Set down a true copy of the data, with all pictures left out.

=-=-=-=-=

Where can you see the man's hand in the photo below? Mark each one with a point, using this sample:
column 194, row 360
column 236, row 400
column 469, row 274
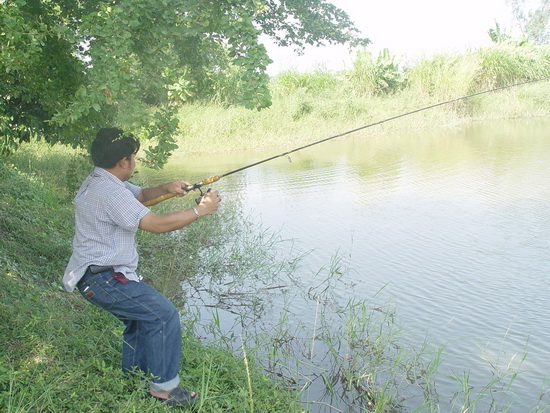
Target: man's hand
column 209, row 204
column 177, row 187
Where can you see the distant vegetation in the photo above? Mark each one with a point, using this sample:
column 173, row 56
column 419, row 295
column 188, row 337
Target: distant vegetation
column 312, row 105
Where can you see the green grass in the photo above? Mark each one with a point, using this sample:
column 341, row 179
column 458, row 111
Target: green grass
column 311, row 106
column 58, row 353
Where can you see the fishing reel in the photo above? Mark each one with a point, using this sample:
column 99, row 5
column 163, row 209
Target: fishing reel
column 198, row 199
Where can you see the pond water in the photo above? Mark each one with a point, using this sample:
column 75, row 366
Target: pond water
column 451, row 225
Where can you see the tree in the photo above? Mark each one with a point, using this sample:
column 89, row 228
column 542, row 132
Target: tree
column 68, row 68
column 534, row 22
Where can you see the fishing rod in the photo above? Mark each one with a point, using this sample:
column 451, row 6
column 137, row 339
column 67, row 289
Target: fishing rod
column 216, row 178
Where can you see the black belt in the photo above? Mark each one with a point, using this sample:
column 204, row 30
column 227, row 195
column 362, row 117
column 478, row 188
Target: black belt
column 94, row 269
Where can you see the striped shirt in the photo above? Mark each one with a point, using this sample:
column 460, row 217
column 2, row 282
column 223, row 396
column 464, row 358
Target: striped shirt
column 107, row 216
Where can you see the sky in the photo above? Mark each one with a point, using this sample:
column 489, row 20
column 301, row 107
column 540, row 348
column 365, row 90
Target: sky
column 408, row 28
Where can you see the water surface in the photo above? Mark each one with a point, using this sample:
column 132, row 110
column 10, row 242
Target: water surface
column 451, row 225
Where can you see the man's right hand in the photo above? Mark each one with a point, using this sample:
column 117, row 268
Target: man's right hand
column 209, row 203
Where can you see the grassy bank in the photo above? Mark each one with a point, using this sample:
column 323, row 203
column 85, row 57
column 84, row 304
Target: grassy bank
column 57, row 353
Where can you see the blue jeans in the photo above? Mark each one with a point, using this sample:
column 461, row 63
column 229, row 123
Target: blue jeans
column 152, row 337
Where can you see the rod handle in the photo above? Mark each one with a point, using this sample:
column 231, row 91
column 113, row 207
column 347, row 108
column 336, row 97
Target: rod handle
column 188, row 188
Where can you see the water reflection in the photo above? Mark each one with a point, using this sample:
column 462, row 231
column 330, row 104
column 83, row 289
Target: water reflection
column 452, row 225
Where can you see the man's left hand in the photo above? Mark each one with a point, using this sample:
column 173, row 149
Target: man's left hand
column 176, row 187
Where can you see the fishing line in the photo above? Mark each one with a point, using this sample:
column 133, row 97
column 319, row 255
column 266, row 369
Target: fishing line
column 215, row 178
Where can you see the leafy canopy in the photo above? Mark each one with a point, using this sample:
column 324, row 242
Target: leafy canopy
column 70, row 67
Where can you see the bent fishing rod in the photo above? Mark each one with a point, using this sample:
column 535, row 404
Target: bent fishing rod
column 216, row 178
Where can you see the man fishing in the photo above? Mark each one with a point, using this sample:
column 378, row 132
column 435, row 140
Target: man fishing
column 108, row 212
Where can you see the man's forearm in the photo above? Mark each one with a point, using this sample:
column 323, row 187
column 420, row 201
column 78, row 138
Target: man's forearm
column 147, row 194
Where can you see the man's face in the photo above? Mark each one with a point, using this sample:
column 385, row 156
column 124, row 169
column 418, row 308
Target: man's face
column 130, row 166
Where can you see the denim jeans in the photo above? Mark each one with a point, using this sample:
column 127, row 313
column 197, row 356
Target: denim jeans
column 152, row 337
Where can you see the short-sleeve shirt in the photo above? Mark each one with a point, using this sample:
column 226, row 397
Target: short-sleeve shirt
column 107, row 216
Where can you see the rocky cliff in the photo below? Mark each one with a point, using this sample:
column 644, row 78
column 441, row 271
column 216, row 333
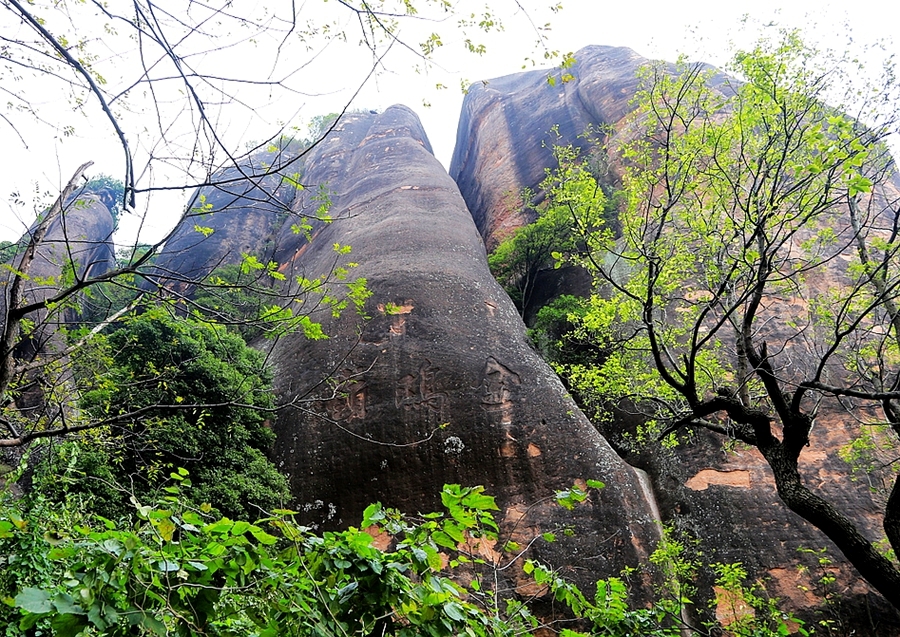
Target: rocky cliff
column 434, row 382
column 722, row 495
column 438, row 385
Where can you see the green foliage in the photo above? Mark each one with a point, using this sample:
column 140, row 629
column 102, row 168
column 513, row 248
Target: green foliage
column 9, row 249
column 518, row 259
column 175, row 392
column 179, row 570
column 753, row 278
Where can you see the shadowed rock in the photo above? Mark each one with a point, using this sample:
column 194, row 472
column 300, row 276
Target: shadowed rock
column 238, row 215
column 725, row 497
column 439, row 386
column 77, row 245
column 504, row 141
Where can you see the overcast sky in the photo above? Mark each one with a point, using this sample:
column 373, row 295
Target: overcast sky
column 653, row 29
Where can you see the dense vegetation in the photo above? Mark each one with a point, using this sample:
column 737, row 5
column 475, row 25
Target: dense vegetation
column 751, row 283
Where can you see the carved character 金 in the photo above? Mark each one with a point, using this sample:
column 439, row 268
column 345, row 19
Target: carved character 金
column 416, row 396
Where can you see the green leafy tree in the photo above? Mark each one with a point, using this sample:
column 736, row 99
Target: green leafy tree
column 755, row 281
column 170, row 140
column 180, row 570
column 172, row 392
column 517, row 261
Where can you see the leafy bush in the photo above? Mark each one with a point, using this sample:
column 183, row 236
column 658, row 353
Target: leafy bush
column 179, row 570
column 176, row 393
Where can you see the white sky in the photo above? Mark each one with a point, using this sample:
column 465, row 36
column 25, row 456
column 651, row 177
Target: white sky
column 653, row 29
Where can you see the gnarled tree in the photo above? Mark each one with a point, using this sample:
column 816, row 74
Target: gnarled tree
column 757, row 272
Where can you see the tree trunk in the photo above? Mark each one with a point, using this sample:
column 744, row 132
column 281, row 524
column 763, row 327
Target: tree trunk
column 877, row 570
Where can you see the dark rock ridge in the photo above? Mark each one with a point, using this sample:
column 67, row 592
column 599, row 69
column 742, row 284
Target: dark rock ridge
column 724, row 497
column 238, row 214
column 504, row 140
column 79, row 241
column 439, row 385
column 80, row 236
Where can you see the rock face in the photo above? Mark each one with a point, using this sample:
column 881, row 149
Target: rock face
column 505, row 136
column 439, row 385
column 81, row 237
column 236, row 216
column 725, row 497
column 80, row 240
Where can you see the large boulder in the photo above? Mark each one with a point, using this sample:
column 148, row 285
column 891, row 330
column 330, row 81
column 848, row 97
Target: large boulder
column 722, row 494
column 438, row 385
column 239, row 213
column 508, row 126
column 77, row 245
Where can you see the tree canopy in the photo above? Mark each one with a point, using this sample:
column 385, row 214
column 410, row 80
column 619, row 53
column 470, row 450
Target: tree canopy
column 752, row 288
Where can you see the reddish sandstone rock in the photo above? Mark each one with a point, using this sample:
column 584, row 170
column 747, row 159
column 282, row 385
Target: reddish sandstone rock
column 439, row 385
column 723, row 496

=-=-=-=-=

=== OUTPUT BELOW ===
Where can you see the man's hand in the photo below? Mark each one with a point, using this sample:
column 194, row 360
column 236, row 400
column 469, row 274
Target: man's hand
column 209, row 204
column 177, row 187
Where can you see the distant vegetation in the photo above? Mark each one with a point, using this sample:
column 173, row 56
column 419, row 295
column 188, row 337
Target: distant vegetation
column 312, row 105
Where can you see the green grass in the photo above? Mark each one with a point, using this sample:
column 341, row 179
column 458, row 111
Target: green grass
column 311, row 106
column 58, row 353
Where can you see the fishing reel in the photo above? Mark each one with a point, using this sample:
column 99, row 5
column 163, row 209
Target: fishing reel
column 198, row 199
Where can you see the pond water in the photo above? Mark each one with a point, using this sample:
column 75, row 366
Target: pond water
column 451, row 225
Where can you see the tree in the photo above? Mark each one with a point, using this sample:
column 89, row 228
column 542, row 132
Target: tree
column 68, row 68
column 534, row 22
Where can you see the fishing rod in the photo above? Mark each one with a point, using this sample:
column 451, row 6
column 137, row 339
column 67, row 289
Target: fishing rod
column 216, row 178
Where can you see the black belt in the photo above? Mark each one with a point, using this sample:
column 204, row 30
column 227, row 195
column 362, row 117
column 478, row 188
Target: black belt
column 94, row 269
Where can you see the striped shirt in the photo above? Mark each one with a point, using this sample:
column 460, row 217
column 2, row 282
column 223, row 396
column 464, row 358
Target: striped shirt
column 107, row 216
Where can you see the sky in the photo above? Mark each one with a point, using this sample:
column 489, row 20
column 301, row 107
column 540, row 348
column 365, row 90
Target: sky
column 408, row 28
Where can you see the water surface in the photo above? Mark each one with a point, using this sample:
column 132, row 110
column 10, row 242
Target: water surface
column 451, row 225
Where can you see the man's right hand in the photo above? Mark each one with a point, using this sample:
column 117, row 268
Target: man's right hand
column 209, row 203
Where can you see the grassy bank in the photo above? Mark each one with a point, using this sample:
column 323, row 203
column 85, row 57
column 84, row 304
Target: grassy bank
column 57, row 353
Where can you see the blue jeans in the photo above? Mark each one with a point, using this sample:
column 461, row 63
column 229, row 123
Target: blue jeans
column 152, row 337
Where can you see the rod handle in the photo above? Mark each one with a point, using this sample:
column 231, row 91
column 113, row 207
column 347, row 108
column 336, row 97
Target: rod handle
column 188, row 188
Where can you see the water reflection in the photo above? Mark each one with a point, using this sample:
column 462, row 231
column 330, row 104
column 83, row 289
Target: water reflection
column 452, row 225
Where can you see the man's left hand in the photo above? Mark each one with a point, using this sample:
column 173, row 149
Target: man's left hand
column 176, row 187
Where can you see the fishing line in the photo above? Mark each one with a point, using this sample:
column 133, row 97
column 319, row 255
column 266, row 369
Target: fishing line
column 215, row 178
Where can you see the leafy canopy in the photo above? Mark each one with a point, using this sample:
column 324, row 242
Target: leafy canopy
column 70, row 67
Where can you see the bent fishing rod in the photo above? Mark each one with a point, using this sample:
column 535, row 404
Target: bent fishing rod
column 216, row 178
Where can you see the man fishing in the photo above? Mark each one with a point, using this sample:
column 378, row 132
column 435, row 140
Target: man fishing
column 108, row 212
Where can you see the man's forearm in the photo above? Mark each one with a point, using this sample:
column 323, row 187
column 420, row 201
column 78, row 138
Target: man's forearm
column 147, row 194
Where can you see the man's face in the photo above? Mark each one with a point, using this sample:
column 385, row 156
column 124, row 169
column 418, row 308
Target: man's face
column 130, row 166
Where can you see the denim jeans in the photo above? Mark each one with a point, using this sample:
column 127, row 313
column 197, row 356
Target: denim jeans
column 152, row 337
Where can you see the short-sleeve shirt in the photo above? Mark each one with a point, using this sample:
column 226, row 397
Target: short-sleeve shirt
column 107, row 216
Where can you see the rocky cliff in the photo below? Mark each one with a point, using this sample:
column 644, row 78
column 441, row 271
column 216, row 333
Target: rocky cliff
column 434, row 382
column 722, row 495
column 438, row 385
Where can you see the green foliage in the photo above? Mark each one with a point, using this sample:
column 140, row 629
column 102, row 168
column 513, row 248
Target: green foliage
column 9, row 249
column 518, row 259
column 175, row 392
column 179, row 570
column 753, row 278
Where can you see the shadowed rock in the photo above? Mark each one with a point, using this sample:
column 194, row 472
column 300, row 276
Target: shadowed rock
column 238, row 215
column 725, row 497
column 439, row 386
column 77, row 245
column 504, row 141
Where can you see the overcast sky in the photo above? Mark each one with a point, using this sample:
column 373, row 295
Target: overcast sky
column 653, row 29
Where can you see the dense vegetation in the photo above? Mark each one with a point, using this sample:
column 737, row 5
column 475, row 25
Target: dense vegetation
column 751, row 283
Where can you see the carved character 金 in the photo above? Mark each one with a point, using this sample:
column 439, row 268
column 345, row 19
Target: carved character 金
column 416, row 396
Where can you see the green leafy tree in the photo above? Mark each one with a point, using this sample:
column 736, row 99
Target: green leafy tree
column 755, row 281
column 170, row 140
column 180, row 570
column 172, row 392
column 517, row 261
Where can you see the leafy bush in the photo above? Mark each one with a point, using this sample:
column 183, row 236
column 658, row 353
Target: leafy bush
column 179, row 570
column 176, row 393
Where can you see the white sky in the photo above? Mark each one with a point, using this sample:
column 465, row 36
column 25, row 456
column 651, row 177
Target: white sky
column 653, row 29
Where can you see the gnarled tree in the photo above? Mark each one with a point, using this sample:
column 816, row 74
Target: gnarled tree
column 757, row 272
Where can you see the tree trunk in the photo above? Mark each one with a point, using this sample:
column 744, row 132
column 281, row 524
column 763, row 327
Target: tree trunk
column 877, row 570
Where can you see the dark rock ridge in the photo above? Mark each one with a point, using this sample:
column 67, row 592
column 599, row 69
column 742, row 284
Target: dark rock ridge
column 724, row 497
column 238, row 214
column 504, row 140
column 79, row 241
column 439, row 385
column 80, row 236
Where can you see the rock face in the photo above? Mark each one with a point, using this sample:
column 881, row 149
Target: rock face
column 505, row 136
column 439, row 385
column 81, row 237
column 236, row 216
column 725, row 497
column 80, row 240
Where can you see the large boulder in the photo above? Mark each one with a point, using this sample:
column 148, row 285
column 891, row 330
column 330, row 81
column 848, row 97
Target: large boulder
column 722, row 494
column 438, row 385
column 239, row 213
column 508, row 126
column 77, row 245
Where can you see the tree canopy in the photo above? Mark each one with a point, using this sample:
column 385, row 214
column 410, row 80
column 619, row 53
column 470, row 450
Target: tree canopy
column 752, row 288
Where can you see the reddish sandstone rock in the photo above? Mark each one with a point, using this sample:
column 584, row 170
column 747, row 159
column 282, row 385
Target: reddish sandstone rock
column 439, row 385
column 723, row 496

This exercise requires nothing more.